Aufgabenstellung 1: Gib die Datensätze von der Zeile mit „Task: point to every instance of the water reflection.“ bis einschließlich zum Ende der Datensätze erneut aus und tausche dabei „sloping roof“ gegen „slanted roof“; alles andere bleibt unverändert.

Seitentext:
········
Die einfachsten und schönsten Geschichten sind es mitunter, die, welche die Millionen erheitern und deren Leben bereichern, hinter denen sich die dunkelsten Erfahrungen eines einzelnen Lebens verbergen. Man mag an Janosch denken oder Astrid Lindgren, von denen das alles ja längst bekannt ist – aber während sein Buch, das weltweit über 50 Millionen mal verkaufte „Die kleine Raupe Nimmersatt“ praktisch jeder kennt, wer hätte es von dessen Schöpfer Eric Carle gewusst?
Jetzt, da der Autor im Alter von 91 Jahren an Nierenversagen in New York gestorben ist, gilt es also, sich noch einmal zu erfreuen an: einem Apfel und zwei Birnen, drei Pflaumen und vier Erdbeeren, fünf Orangen und einem Stück Schokoladenkuchen, einer Eiswaffel und einer sauren Gurke, einer Scheibe Käse und einem Stück Wurst, einem Lolli und einem Stück Früchtebrot, einem Würstchen und einem Törtchen – und schließlich einem Stück Melone. Durch das alles hat sich jene kleine Raupe von Loch in der Seite zu Loch in der Seite gefressen, bis sie am Schluss, nach Bauschmerzen und Verpuppung, zum Schmetterling wird. Oh, Wunder: Natur! Immer wieder blättern, Finger durchstecken, vorlesen, staunen.
········
Gegebene Datensätze:
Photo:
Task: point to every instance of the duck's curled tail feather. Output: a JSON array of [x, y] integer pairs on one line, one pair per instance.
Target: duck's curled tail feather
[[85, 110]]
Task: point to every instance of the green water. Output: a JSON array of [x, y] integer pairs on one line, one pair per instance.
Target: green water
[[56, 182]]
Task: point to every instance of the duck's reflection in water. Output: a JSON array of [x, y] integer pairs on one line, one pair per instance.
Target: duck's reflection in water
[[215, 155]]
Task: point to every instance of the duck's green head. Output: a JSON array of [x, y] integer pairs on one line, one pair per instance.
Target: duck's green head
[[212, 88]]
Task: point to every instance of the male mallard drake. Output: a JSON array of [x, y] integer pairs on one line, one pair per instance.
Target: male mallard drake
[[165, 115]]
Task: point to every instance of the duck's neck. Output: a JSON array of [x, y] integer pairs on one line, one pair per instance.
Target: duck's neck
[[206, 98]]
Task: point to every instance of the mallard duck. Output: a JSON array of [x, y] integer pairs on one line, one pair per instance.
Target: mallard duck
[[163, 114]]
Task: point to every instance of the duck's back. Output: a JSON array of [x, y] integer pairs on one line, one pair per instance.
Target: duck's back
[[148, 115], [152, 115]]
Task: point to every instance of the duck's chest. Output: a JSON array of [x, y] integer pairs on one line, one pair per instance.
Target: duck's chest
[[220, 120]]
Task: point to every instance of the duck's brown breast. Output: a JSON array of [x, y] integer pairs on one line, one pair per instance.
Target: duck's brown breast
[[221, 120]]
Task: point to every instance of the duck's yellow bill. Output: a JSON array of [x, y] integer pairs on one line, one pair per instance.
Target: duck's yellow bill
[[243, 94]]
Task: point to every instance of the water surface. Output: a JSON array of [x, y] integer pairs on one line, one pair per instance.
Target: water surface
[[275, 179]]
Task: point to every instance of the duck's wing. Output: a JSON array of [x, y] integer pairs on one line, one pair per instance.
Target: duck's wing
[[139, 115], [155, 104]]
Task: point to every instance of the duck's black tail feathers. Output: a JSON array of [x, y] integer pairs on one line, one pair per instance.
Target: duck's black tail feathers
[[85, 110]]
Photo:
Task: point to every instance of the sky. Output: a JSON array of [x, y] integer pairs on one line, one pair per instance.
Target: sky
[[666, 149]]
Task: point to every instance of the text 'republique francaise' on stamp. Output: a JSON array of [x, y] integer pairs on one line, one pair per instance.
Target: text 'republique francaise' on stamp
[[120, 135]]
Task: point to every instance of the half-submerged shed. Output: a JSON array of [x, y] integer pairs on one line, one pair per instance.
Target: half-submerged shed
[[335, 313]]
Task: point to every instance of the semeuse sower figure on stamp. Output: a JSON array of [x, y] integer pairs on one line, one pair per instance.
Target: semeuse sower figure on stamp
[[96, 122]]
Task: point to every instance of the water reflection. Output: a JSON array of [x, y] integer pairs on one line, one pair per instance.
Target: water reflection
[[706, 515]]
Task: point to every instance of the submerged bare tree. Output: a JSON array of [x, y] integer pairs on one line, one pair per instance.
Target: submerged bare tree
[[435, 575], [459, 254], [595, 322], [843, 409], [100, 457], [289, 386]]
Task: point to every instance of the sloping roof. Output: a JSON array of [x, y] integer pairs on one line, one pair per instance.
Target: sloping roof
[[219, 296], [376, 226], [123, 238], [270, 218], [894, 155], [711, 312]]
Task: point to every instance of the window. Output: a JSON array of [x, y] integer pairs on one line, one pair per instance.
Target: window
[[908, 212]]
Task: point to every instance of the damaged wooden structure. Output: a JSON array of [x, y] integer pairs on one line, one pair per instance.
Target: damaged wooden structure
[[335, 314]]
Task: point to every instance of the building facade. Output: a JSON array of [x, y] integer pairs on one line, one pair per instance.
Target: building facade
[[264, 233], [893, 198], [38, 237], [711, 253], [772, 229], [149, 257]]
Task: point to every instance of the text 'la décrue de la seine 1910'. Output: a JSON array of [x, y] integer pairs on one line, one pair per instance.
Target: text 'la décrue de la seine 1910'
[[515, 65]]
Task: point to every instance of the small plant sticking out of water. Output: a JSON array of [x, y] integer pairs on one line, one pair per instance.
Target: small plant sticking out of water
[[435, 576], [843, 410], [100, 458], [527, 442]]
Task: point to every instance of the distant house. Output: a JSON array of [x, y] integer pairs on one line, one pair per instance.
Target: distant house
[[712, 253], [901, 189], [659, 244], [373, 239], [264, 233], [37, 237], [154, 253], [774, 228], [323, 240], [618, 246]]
········
Aufgabenstellung 2: Wie alt wurde Eric Carle laut dem Seitentext über die kleine Raupe Nimmersatt?

Lösung 1:
Task: point to every instance of the water reflection. Output: a JSON array of [x, y] integer pairs on one line, one pair per instance.
Target: water reflection
[[706, 515]]
Task: point to every instance of the submerged bare tree. Output: a JSON array of [x, y] integer pairs on one line, one pair per instance.
Target: submerged bare tree
[[435, 575], [459, 254], [595, 322], [843, 409], [100, 457], [289, 386]]
Task: point to every instance of the slanted roof. Output: a JSON array of [x, y] integer pairs on one line, one pair per instance.
Target: slanted roof
[[219, 296], [376, 226], [123, 238], [270, 218], [894, 155], [711, 312]]
Task: point to every instance of the window. Output: a JSON array of [x, y] integer pairs on one line, one pair per instance.
Target: window
[[908, 212]]
Task: point to every instance of the damaged wooden structure. Output: a JSON array of [x, y] integer pairs on one line, one pair per instance.
Target: damaged wooden structure
[[335, 314]]
Task: point to every instance of the building facade. Output: a JSON array of [x, y] integer pairs on one line, one pair per instance.
Target: building facade
[[264, 233], [893, 198], [38, 237], [711, 253], [772, 229], [149, 257]]
Task: point to every instance of the text 'la décrue de la seine 1910'. Output: a JSON array of [x, y] integer pairs on one line, one pair per instance.
Target: text 'la décrue de la seine 1910'
[[515, 65]]
Task: point to every instance of the small plant sticking out of water. Output: a JSON array of [x, y] integer pairs on one line, one pair per instance.
Target: small plant sticking out of water
[[435, 576], [843, 410], [100, 458], [527, 442]]
Task: point to every instance of the distant house. Output: a JSON array of [x, y] integer pairs on one line, one pair per instance.
Target: distant house
[[712, 253], [901, 189], [659, 244], [373, 239], [264, 233], [37, 237], [154, 253], [774, 228], [323, 240], [618, 246]]

Lösung 2: 91 Jahre.